*DOCUMENT TEXT*:

-------------------------

A new breed of rapid delivery services are springing up in predominantly urban areas across the UK. App led businesses, such as Getir, which promise ‘groceries in minutes’, are taking advantage of increased customer demand for ultra-speedy delivery.
While the pandemic and associated lockdowns may have super-charged demand from consumers, this was a trend which was already starting to appear even pre-coronavirus.
A key part of being able to successfully keep to the ambitious delivery times promised is having access to the right warehouse or ‘dark store’ space. In the same way that ‘dark kitchens’ sprung up to support the increased demand for food delivery services without the need for more physical retail space, dark stores are warehouse-like distribution centres helping to support the increased demand for grocery deliveries.
The UK warehouse market has enjoyed a sustained period of growth in recent times, something which the ongoing pandemic has only added to. Space in the most desirable locations is at a premium and there are starting to be concerns in the market as to whether supply can keep up with continued demands.
According to the Office of National Statistics (ONS), the online share of grocery shopping in the UK was 5.4% in 2020 and 14.7% by February 2021. The growth came during the pandemic when 67% of consumers used online order deliveries or click-and-collect.
For those who already own warehouses, some may decide now is a good time to sell, while others may look to increase rents, especially in the most desirable locations. For those businesses looking to lease warehouse space, competition for prime locations is likely to be fiercer than ever.
However, it is worth keeping front of mind that it is not necessarily the large, industrial, ‘out of town’ warehousing that is going to be in most demand for these new breed of delivery services, as it is proximity to customers that is key.
Dark stores can be used as pick-up points, distribution centres or for storage facilities to afford a wider reach to existing and new customers.

-------------------------

*ENTRIES SHOWN*:
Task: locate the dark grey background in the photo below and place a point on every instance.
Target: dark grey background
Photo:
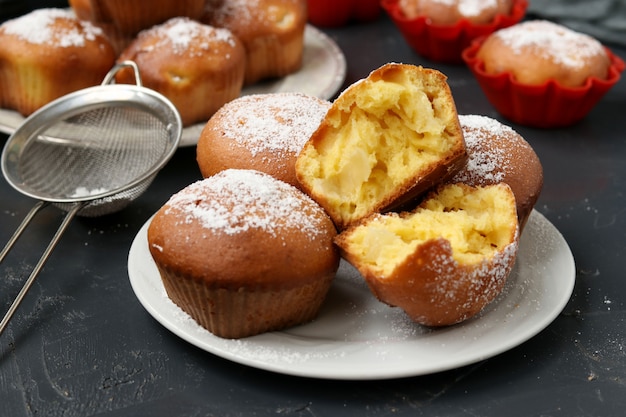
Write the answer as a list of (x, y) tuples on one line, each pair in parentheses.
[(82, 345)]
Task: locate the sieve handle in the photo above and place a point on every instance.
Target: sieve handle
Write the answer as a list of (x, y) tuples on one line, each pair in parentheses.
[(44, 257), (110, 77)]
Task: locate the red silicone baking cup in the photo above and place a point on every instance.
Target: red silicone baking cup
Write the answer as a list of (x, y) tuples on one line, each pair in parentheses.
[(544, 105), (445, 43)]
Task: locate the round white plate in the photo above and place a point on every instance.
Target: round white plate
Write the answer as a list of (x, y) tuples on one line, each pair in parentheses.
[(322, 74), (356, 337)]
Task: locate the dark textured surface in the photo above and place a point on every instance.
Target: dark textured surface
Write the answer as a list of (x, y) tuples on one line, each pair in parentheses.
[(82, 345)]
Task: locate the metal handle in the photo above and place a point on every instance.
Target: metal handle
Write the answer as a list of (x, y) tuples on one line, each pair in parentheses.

-------------------------

*QUESTIONS*:
(1) In the article on dark stores, what share of UK grocery shopping was done online by February 2021?
(2) Carry on the article on dark stores from its last sentence.
None of the items is needed for this work.

*RESULTS OF THE EXERCISE*:
(1) 14.7%

(2)
New trends in warehousing
Against this backdrop of increased demand for warehouse space in the right location to allow businesses to fulfil their incredibly tight delivery times, a variety of innovative new trends in warehousing have emerged.
Everything from railway arches and garages to disused office buildings are being harnessed as ‘micro-fulfilment’ centres, bringing online distribution centres into smaller, urban spaces. Ocado’s Zoom service, for example, runs out of a relatively modest 10,000 sq ft building in South West London.
The Arch Company, which rents out railway arches, has reported a huge increase in demand for its spaces, specifically from the likes of rapid grocery delivery companies. Its arches lend themselves perfectly as warehousing spaces as they all tend to be in urban areas and hence close enough to consumers to enable organisations to keep to their delivery time targets.
In addition to branding and market reach is the platform used. Most importantly, improving customer base and delivery times is key and improving last-mile challenges with top-notch delivery management software with great analytics is imperative.
Ultimately, convenience; speed; product quality and customer experience are key and focussing on these will be of benefit in the long run.